*** Begin section ***

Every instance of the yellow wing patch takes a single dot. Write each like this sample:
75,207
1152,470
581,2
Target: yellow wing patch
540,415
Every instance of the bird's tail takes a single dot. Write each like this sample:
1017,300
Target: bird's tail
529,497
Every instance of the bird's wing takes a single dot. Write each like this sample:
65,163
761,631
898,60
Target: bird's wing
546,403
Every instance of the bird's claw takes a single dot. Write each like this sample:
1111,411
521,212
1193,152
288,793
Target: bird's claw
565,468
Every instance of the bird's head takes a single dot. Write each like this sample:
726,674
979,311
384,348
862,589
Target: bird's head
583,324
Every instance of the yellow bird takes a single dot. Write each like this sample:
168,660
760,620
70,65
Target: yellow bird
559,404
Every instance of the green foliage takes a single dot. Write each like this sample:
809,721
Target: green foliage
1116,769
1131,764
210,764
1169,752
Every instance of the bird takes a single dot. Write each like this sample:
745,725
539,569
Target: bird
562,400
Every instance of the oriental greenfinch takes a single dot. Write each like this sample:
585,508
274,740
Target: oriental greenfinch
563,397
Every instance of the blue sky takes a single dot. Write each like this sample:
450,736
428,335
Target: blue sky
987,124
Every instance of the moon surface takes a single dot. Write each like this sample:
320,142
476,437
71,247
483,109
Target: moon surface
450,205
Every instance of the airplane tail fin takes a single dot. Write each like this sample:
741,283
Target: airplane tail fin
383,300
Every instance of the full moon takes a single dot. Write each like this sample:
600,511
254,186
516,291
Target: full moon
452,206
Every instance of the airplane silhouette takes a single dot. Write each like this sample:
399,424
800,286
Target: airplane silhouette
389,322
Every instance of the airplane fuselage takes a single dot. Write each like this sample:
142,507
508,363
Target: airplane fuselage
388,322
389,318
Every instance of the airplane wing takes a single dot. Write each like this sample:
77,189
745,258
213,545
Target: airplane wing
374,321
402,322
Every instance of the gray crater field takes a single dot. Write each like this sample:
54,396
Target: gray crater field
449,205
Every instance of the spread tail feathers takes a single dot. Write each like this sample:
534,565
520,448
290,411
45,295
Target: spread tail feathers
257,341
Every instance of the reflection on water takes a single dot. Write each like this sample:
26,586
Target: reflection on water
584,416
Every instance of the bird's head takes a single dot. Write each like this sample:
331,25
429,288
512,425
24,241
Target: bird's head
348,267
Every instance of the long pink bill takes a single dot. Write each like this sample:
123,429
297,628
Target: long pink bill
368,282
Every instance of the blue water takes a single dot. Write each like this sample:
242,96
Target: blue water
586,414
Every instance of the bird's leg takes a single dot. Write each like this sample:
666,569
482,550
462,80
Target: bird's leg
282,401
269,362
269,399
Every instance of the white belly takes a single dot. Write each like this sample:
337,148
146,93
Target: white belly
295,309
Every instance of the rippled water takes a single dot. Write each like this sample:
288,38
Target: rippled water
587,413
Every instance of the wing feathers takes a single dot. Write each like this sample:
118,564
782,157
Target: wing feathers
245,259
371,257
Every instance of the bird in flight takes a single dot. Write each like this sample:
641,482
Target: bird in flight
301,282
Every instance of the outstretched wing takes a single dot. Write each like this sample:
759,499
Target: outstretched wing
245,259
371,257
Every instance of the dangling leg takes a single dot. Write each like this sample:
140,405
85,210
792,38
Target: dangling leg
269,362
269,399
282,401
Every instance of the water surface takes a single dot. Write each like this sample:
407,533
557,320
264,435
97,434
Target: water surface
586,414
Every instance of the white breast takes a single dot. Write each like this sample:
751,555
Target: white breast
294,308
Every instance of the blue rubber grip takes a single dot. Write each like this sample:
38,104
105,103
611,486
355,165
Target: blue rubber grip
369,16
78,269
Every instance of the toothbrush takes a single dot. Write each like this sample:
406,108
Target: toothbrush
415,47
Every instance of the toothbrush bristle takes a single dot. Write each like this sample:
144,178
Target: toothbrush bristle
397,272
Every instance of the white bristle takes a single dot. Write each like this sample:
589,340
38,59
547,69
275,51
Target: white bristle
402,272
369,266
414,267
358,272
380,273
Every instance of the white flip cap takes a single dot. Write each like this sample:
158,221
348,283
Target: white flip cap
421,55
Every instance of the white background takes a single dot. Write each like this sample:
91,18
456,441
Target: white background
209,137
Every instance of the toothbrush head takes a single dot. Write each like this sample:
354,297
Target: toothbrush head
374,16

*** End section ***

**WHAT THIS TASK INVOLVES**
Please output each entry above exactly, leaving nothing out.

**RESPONSE AREA**
Every instance of the yellow wing patch takes a single dot. Write each like this sample:
75,207
1152,470
581,2
Target: yellow wing patch
540,415
Every instance of the bird's tail takes a single dot. Write each like this sample:
1017,300
Target: bird's tail
529,497
Every instance of the bird's wing takes a single dot. Write each like this sample:
65,163
761,631
898,60
Target: bird's wing
546,403
Every instance of the bird's claw takes a single dot. Write each like this sample:
1111,411
521,212
1193,152
288,793
Target: bird's claw
565,468
Every instance of the bird's head takes a single dot. Write each like this sample:
726,674
979,311
384,348
862,589
Target: bird's head
583,324
Every instance of the yellow bird takes a single dot. Write each like this sample:
168,660
760,620
70,65
Target: yellow bird
559,404
Every instance of the green foliage takes a single dot. Write each like this sample:
809,721
Target: green foliage
1116,769
1131,764
210,764
1169,752
Every instance of the bird takes a single dot. Write each like this sample:
745,725
539,569
Target: bird
562,400
Every instance of the oriental greenfinch takes a single dot. Write each like this sample:
585,508
274,740
Target: oriental greenfinch
563,397
Every instance of the blue sky takes a single dot. Write each like this sample:
450,736
428,335
Target: blue sky
987,124
Every instance of the moon surface takes a single dot. Write each like this sample:
320,142
476,437
71,247
483,109
Target: moon surface
450,205
Every instance of the airplane tail fin takes a single dot. Write each like this sample:
741,283
Target: airplane tail fin
383,300
Every instance of the full moon takes a single dot. Write each like this sample:
600,511
254,186
516,291
Target: full moon
452,206
Every instance of the airplane silhouette takes a single dot. Write each like this sample:
399,424
800,286
Target: airplane silhouette
389,322
Every instance of the airplane fuselage takes a single dot. Write each like this sample:
142,507
508,363
Target: airplane fuselage
388,322
389,318
Every instance of the airplane wing takes a single dot. Write each like this sample:
77,189
745,258
213,545
Target: airplane wing
374,321
402,322
Every instance of the gray crater field takes a single dot. Write each like this sample:
54,396
Target: gray crater field
449,205
Every instance of the spread tail feathers takes a single dot. Write each like this sample:
534,565
520,448
290,411
45,295
Target: spread tail feathers
257,341
Every instance of the reflection on water takes a single dot. Write each like this sample:
26,586
Target: reflection on water
584,416
Every instance of the bird's head takes a single dot. Write each like this sample:
331,25
429,288
512,425
24,241
Target: bird's head
348,267
Every instance of the long pink bill takes a single dot. Write each like this sample:
123,429
297,628
Target: long pink bill
368,282
Every instance of the blue water takes a single dot. Write each like this sample:
242,96
Target: blue water
586,414
Every instance of the bird's leg takes a single dot. Write each like this sample:
666,569
482,550
462,80
Target: bird's leg
282,401
269,362
269,399
Every instance of the white belly takes a single dot. Write each like this sample:
337,148
146,93
Target: white belly
295,309
Every instance of the rippled water takes a single dot. Write each like this sample:
288,38
Target: rippled water
587,413
Every instance of the wing feathers takes a single dot. Write each like this sample:
118,564
782,157
Target: wing feathers
245,259
371,257
Every instance of the bird in flight takes a single dot. Write each like this sample:
641,482
Target: bird in flight
301,282
Every instance of the outstretched wing takes a single dot. Write each like this sample:
759,499
Target: outstretched wing
245,259
371,257
Every instance of the dangling leg takes a single dot. Write each like this sample:
140,405
85,210
792,38
Target: dangling leg
269,362
269,399
282,401
Every instance of the water surface takes a single dot. Write each like this sample:
407,533
557,320
264,435
97,434
Target: water surface
586,414
Every instance of the white breast takes a single dot. Write each like this sample:
751,555
Target: white breast
294,308
Every instance of the blue rubber grip takes a single dot. Write each like this sample:
38,104
105,103
611,486
355,165
Target: blue rubber grip
369,16
78,269
Every instance of the toothbrush takes a single dot. Write each like this sample:
406,108
Target: toothbrush
415,47
Every instance of the toothbrush bristle takes a single dot. Write each like this sample:
144,178
Target: toothbrush bristle
397,272
Every instance of the white bristle takes a single dot. Write each like this sample:
589,340
38,59
547,69
275,51
Target: white bristle
402,272
369,266
414,267
358,272
380,273
Every instance of the white flip cap takes a single dot. Write each like this sample:
158,221
348,283
Target: white flip cap
421,55
Every instance of the white background takes a single dot. Write each like this sample:
91,18
456,441
Target: white background
209,137
Every instance of the toothbrush head takes a single dot. Write each like this sample:
354,297
Target: toothbrush head
374,16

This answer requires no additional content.